Point placement listing:
****

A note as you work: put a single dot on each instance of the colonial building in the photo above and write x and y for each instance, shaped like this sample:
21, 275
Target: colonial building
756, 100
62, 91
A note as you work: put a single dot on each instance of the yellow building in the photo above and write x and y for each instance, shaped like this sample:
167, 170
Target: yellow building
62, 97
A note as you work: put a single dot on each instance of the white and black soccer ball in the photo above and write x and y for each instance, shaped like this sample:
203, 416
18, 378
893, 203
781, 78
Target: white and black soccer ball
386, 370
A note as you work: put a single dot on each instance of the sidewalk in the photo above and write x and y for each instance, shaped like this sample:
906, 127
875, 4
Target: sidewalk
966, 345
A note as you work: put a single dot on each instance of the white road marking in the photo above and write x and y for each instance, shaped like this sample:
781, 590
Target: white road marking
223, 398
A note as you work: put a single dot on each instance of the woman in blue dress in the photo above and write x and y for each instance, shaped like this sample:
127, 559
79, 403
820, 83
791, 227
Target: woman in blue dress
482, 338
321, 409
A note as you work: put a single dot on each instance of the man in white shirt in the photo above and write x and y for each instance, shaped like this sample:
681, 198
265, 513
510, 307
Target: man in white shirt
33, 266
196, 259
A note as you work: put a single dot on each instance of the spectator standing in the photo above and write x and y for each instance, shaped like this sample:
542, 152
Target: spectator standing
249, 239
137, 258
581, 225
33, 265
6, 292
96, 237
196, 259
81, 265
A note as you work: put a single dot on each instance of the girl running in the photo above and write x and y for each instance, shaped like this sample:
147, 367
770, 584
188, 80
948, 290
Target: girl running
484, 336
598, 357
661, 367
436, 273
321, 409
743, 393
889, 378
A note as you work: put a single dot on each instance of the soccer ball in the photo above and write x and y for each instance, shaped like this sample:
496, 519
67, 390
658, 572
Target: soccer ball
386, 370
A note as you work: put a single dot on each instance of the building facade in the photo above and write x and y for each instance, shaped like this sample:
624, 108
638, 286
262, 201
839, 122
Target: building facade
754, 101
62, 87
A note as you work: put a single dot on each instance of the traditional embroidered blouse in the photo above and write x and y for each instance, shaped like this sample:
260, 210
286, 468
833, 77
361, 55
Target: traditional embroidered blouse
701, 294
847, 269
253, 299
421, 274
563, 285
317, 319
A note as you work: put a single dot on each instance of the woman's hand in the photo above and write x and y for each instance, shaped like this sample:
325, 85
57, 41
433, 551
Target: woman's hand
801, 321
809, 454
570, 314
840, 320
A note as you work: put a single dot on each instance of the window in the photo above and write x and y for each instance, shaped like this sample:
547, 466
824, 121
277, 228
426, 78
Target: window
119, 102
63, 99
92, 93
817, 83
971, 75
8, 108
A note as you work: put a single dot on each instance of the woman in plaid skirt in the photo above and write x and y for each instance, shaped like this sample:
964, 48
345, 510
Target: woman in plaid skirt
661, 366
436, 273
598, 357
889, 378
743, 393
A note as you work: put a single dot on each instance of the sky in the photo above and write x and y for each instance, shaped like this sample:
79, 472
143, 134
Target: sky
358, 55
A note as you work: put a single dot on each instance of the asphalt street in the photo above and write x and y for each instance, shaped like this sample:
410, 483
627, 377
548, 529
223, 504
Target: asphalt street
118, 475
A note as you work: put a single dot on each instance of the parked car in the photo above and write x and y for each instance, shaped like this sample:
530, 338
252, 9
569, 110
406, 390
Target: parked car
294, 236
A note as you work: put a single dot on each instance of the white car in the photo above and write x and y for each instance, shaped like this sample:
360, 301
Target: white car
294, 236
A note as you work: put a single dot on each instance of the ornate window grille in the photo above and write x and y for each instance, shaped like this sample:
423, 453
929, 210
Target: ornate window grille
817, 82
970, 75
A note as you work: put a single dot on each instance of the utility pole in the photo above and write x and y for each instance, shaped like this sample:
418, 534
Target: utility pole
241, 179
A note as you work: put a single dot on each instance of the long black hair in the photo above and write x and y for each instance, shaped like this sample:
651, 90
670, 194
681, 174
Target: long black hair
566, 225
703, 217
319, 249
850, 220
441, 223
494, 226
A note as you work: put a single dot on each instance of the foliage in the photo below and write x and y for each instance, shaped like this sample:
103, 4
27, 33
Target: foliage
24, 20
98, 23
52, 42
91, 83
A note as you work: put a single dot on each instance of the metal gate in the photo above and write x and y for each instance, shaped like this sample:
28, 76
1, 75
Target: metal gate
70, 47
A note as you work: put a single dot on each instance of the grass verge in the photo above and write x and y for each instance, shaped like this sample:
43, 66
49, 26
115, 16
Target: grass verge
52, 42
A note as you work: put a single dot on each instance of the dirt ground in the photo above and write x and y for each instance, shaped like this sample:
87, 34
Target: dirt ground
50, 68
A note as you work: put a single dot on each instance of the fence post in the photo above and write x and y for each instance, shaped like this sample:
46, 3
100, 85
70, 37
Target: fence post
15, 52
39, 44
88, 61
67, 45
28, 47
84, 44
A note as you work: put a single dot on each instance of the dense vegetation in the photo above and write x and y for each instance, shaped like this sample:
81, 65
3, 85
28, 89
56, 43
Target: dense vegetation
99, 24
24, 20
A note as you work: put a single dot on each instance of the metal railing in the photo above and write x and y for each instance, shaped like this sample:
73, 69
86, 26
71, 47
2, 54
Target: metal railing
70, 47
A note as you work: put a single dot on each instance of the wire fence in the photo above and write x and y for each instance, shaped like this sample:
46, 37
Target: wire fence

****

Your goal »
Turn the lines of the listing above, from the line containing "of the fence" through the end of the listing (both ends included), into a numbered list. Leave out any blank lines.

The reply »
1. A note as you work: put a single dot on each instance of the fence post in the photo above and write x and y for each instance, shaped like this sample:
2. 46, 3
3. 100, 85
4. 70, 37
5. Target: fence post
6. 15, 52
7. 39, 44
8. 88, 61
9. 67, 45
10. 28, 47
11. 84, 44
12. A note as you work: put a single dot on each instance of the dense vegetation in the photo above and write x and y for each instance, shaped like this sample:
13. 81, 65
14. 3, 85
15. 28, 89
16. 56, 43
17. Target: dense vegetation
18. 99, 24
19. 24, 20
20. A note as you work: put a single dot on each instance of the metal railing in the photo above and write x and y for each instance, shaped like this sample:
21. 73, 69
22. 86, 26
23. 71, 47
24. 2, 54
25. Target: metal railing
26. 70, 47
27. A note as you work: put a single dot on each instance of the wire fence in the photo above and write x and y for each instance, shaped like this sample:
28. 46, 37
29. Target: wire fence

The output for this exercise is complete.